## Given problem
Reproduce word for word the part of the lines below that opens with the line containing "of the left" and runs through the last line, including both ends.

---------- Data for this exercise

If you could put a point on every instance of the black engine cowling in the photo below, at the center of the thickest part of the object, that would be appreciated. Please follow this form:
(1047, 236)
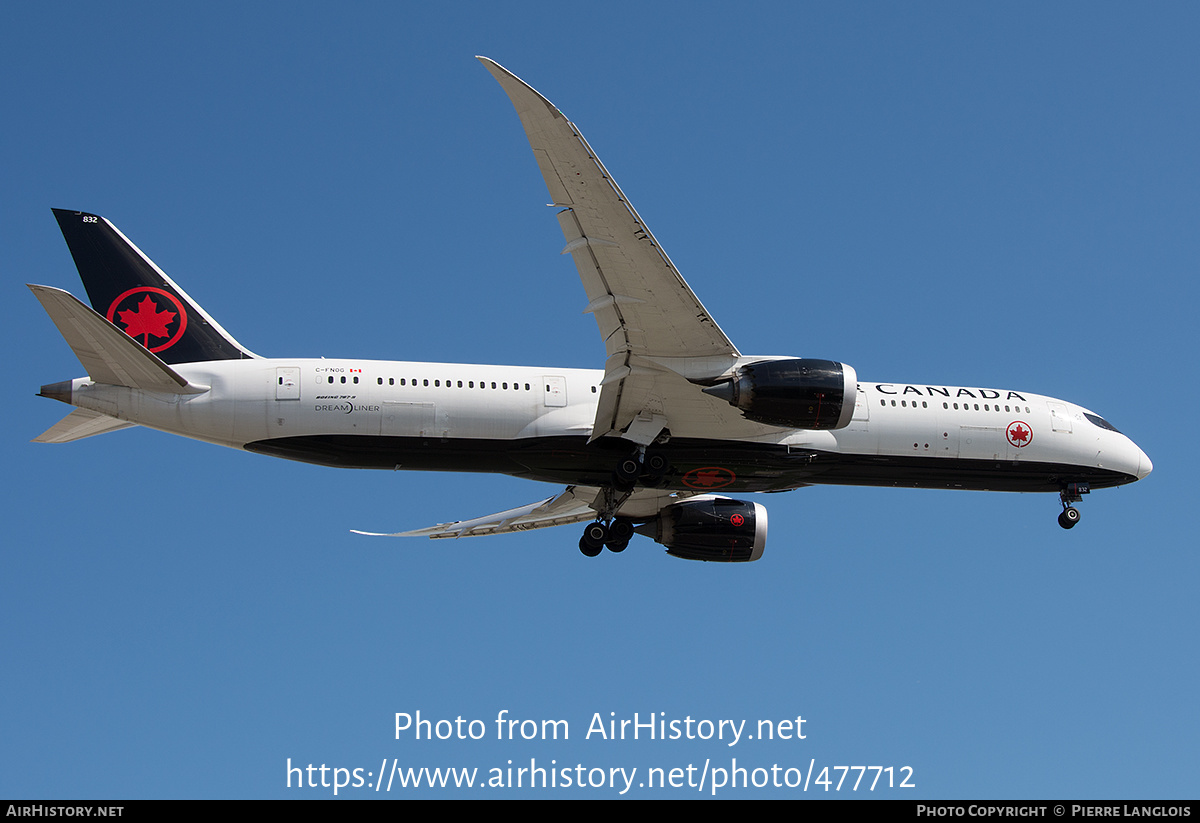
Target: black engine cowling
(796, 392)
(717, 529)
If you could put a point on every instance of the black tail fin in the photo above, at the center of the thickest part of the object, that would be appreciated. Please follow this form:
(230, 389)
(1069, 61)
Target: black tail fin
(126, 287)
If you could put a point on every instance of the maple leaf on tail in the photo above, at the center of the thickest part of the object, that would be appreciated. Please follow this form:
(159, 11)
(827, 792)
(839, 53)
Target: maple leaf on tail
(147, 320)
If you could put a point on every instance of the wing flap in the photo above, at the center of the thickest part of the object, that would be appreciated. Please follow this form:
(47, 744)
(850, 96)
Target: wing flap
(576, 504)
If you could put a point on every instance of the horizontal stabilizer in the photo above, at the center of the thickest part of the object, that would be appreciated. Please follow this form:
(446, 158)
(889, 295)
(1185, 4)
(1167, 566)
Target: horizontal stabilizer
(81, 424)
(107, 353)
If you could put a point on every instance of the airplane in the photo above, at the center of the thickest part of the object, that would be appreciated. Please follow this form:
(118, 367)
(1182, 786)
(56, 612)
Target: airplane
(652, 444)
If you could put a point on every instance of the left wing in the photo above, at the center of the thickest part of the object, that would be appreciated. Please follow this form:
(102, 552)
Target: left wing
(576, 504)
(658, 335)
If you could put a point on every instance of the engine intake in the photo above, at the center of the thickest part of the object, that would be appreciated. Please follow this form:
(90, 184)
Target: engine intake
(796, 392)
(717, 529)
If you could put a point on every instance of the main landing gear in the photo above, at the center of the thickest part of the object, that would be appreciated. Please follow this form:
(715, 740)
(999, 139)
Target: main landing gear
(1071, 493)
(598, 535)
(609, 530)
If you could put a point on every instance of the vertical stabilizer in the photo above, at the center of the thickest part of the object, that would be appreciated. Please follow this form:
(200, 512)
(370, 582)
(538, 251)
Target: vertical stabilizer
(132, 293)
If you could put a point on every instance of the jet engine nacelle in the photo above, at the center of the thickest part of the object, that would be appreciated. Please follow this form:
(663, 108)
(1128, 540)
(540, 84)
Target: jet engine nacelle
(796, 392)
(718, 529)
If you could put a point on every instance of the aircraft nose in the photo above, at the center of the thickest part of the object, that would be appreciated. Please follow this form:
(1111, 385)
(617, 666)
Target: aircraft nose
(1144, 464)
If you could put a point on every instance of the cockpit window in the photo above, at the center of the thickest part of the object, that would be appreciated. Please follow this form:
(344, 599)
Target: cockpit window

--------------------

## Response to the exercise
If you could put a point on every instance of the left wing in the photo above, at the center of the thickest part of the object, that would be appreciated. Please follow this form:
(102, 552)
Target: left wing
(576, 504)
(658, 335)
If you could put a point on every instance of the engine intake in the photo above, at the center of the thickest part of the object, that would be appreciated. Please follow this form:
(90, 184)
Target: engine intake
(796, 392)
(717, 529)
If you could put a point on every instance of the main landing gear in the photo above, at the center of the thickest part of the object, that would be appreciated. Please follow this form:
(715, 740)
(999, 139)
Target: main landing gear
(1071, 493)
(598, 535)
(609, 530)
If you could put a point on every instance of the vertical stabilizer in the photo above, at the center of the thickest part of the object, that would be appreciated. Please follow this form:
(200, 512)
(370, 582)
(538, 251)
Target: vertical stabilizer
(132, 293)
If you could put a point on every instance of the jet engine nacelle in the photo above, at the center of the thickest part of the object, that would be appreciated. Please follow this form:
(663, 108)
(1128, 540)
(540, 84)
Target: jet engine nacelle
(796, 392)
(718, 529)
If you could put a point on every instance of the aircraft nose in the photo above, at the center of the thickest part of the object, that would be appreciated. Please follow this form:
(1111, 385)
(617, 666)
Target: aircraft nose
(1144, 464)
If you could put a point on every instance of the cockpit window in the photo above, at the center of the thickest part of the object, that would be appreciated. Please follow this form:
(344, 599)
Target: cockpit window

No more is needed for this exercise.